● Work instruction: Within the data that follows, how many lines contain the word "side"? Reply with only the number.

● Excerpted data:
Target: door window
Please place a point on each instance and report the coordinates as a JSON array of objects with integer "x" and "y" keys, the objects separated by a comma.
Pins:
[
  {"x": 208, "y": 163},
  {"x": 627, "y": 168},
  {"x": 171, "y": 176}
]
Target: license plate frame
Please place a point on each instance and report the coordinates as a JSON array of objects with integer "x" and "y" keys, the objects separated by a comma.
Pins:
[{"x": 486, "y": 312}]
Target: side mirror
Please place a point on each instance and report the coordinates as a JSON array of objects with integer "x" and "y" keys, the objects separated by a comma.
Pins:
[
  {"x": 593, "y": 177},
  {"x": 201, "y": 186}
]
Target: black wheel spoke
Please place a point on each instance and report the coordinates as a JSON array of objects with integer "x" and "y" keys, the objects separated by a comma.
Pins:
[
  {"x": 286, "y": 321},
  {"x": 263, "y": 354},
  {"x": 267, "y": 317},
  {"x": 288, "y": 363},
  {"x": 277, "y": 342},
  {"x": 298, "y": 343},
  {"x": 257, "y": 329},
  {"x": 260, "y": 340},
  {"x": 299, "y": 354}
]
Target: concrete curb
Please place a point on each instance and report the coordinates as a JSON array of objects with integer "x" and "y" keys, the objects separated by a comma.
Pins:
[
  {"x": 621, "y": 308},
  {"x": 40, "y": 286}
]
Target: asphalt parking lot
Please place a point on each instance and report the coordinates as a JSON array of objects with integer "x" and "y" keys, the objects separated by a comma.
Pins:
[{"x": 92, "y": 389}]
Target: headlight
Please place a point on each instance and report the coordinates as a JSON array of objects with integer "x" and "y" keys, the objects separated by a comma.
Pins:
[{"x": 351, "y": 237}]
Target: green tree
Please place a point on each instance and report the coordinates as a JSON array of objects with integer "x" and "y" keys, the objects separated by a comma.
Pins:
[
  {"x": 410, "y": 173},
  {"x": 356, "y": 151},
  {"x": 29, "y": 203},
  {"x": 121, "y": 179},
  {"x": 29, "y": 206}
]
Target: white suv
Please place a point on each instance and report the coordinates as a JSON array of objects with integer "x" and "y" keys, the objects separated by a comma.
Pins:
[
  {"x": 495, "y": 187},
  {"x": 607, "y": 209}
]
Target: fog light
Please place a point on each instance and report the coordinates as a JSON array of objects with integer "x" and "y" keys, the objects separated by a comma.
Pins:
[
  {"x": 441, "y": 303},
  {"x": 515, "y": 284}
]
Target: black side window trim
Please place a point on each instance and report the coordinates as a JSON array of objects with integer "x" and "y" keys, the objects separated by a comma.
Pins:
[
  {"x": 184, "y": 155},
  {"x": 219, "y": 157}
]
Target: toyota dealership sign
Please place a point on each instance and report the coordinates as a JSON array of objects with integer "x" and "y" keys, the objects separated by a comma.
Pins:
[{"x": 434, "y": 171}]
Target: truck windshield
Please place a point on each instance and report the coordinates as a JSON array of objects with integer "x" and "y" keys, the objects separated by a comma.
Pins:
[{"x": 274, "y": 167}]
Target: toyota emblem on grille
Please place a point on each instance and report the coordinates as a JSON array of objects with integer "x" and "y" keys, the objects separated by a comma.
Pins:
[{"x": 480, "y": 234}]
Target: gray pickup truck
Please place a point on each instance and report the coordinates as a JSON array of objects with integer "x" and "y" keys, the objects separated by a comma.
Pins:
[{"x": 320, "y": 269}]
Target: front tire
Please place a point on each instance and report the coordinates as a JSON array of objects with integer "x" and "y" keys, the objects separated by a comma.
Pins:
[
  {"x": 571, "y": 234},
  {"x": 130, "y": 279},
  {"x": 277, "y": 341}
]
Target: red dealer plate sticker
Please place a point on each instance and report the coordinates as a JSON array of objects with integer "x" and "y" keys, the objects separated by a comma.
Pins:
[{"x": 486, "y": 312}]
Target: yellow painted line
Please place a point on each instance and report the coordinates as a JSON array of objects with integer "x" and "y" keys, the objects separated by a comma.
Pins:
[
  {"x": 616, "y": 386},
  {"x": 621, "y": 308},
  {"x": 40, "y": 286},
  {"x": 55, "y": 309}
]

● Result of the exercise: 2